──────── Texto proporcionado ────────
Don Martín recibe la noticia de la inesperada muerte de Don Juan en Sicilia, isla a la que se había trasladado para apoyar los derechos de su nuera, la reina Dª María, casada con su hijo en 1392. La capital, que apoya sus proyectos sicilianos y su sucesión a la Corona, aporta dinero y una galera a la embajada, que se traslada a la isla para comunicarle la fatídica nueva y traerlo de regreso.

Su esposa, Dª María de Luna, reconocida rápidamente como reina, asumirá la regencia y comenzará a tomar decisiones: resuelve las alegaciones sobre el embarazo de la reina viuda, Dª Violante de Bar; procede contra los consejeros de D. Juan acusados de delitos, que van del engaño a la traición; envía a D. Martín la embajada que debe comunicarle el fallecimiento de su hermano y acompañarle en su retorno; dispone la defensa frente a las pretensiones de Mateo de Foix, casado con una de las hijas del difunto y un largo etcétera … (A. L. Javierre)

Don Martín sale del puerto de Mesina en Sicilia el 13 de diciembre de 1396, tras solucionar los asuntos urgentes y dejar la isla en manos de su primogénito (“Dietari del capellà”). Su periplo por Cerdeña (Cagliari y Alguer), Córcega -es el primero que visita a sus fieles en esta isla-, y Aviñón, para prestar fidelidad por ambas islas a Benedicto XIII y del que obtiene la “concessió del dit regne Sicília per al dit fill seu”, retrasa su llegada a Barcelona casi en un año. Esa larga travesía de vuelta, el proceso de los condes de Foix (1397), la coronación (1399), las Cortes de Zaragoza (1398-1400), las fiebres tercianas… aplazan su entrada en Valencia hasta mediados de 1401.

Su política exterior, orientada hacia la paz (tratados con Navarra 1399, Túnez 1403, Granada 1405, Francia 1406 y Castilla 1409), está dominada por dos temas: la política mediterránea, en la que sigue las directrices intervencionistas de su padre, y el cisma de la Iglesia, en el que mantiene la ayuda iniciada por su hermano al papa.

El monarca defiende sus posiciones mediterráneas respaldando las campañas de su hijo en Sicilia y Cerdeña, en un intento de vencer la resistencia sarda, encabezada por Brancaleone Doria, Leonor de Arborea y su hijo Mariano, a los que apoyan los genoveses. El ataque organizado por Valencia y Mallorca al norte de África es más una respuesta a la agresión (robo en Torreblanca de las Sagradas Formas en 1398) que al deseo de expansión de la época de Jaime II. La muerte del heredero (1410), tras la victoria de Sanlauri sobre los sardos (1409), dará al traste con sus proyectos.
──────── Datos recopilados ────────
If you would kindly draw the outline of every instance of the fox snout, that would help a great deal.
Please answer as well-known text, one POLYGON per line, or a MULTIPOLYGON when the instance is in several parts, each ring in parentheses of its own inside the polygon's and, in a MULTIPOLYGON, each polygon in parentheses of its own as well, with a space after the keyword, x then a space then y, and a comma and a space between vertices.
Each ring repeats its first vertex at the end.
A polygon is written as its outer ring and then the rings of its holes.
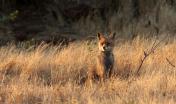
────────
Según el texto sobre Don Martín, ¿en qué fecha salió del puerto de Mesina?

El 13 de diciembre de 1396.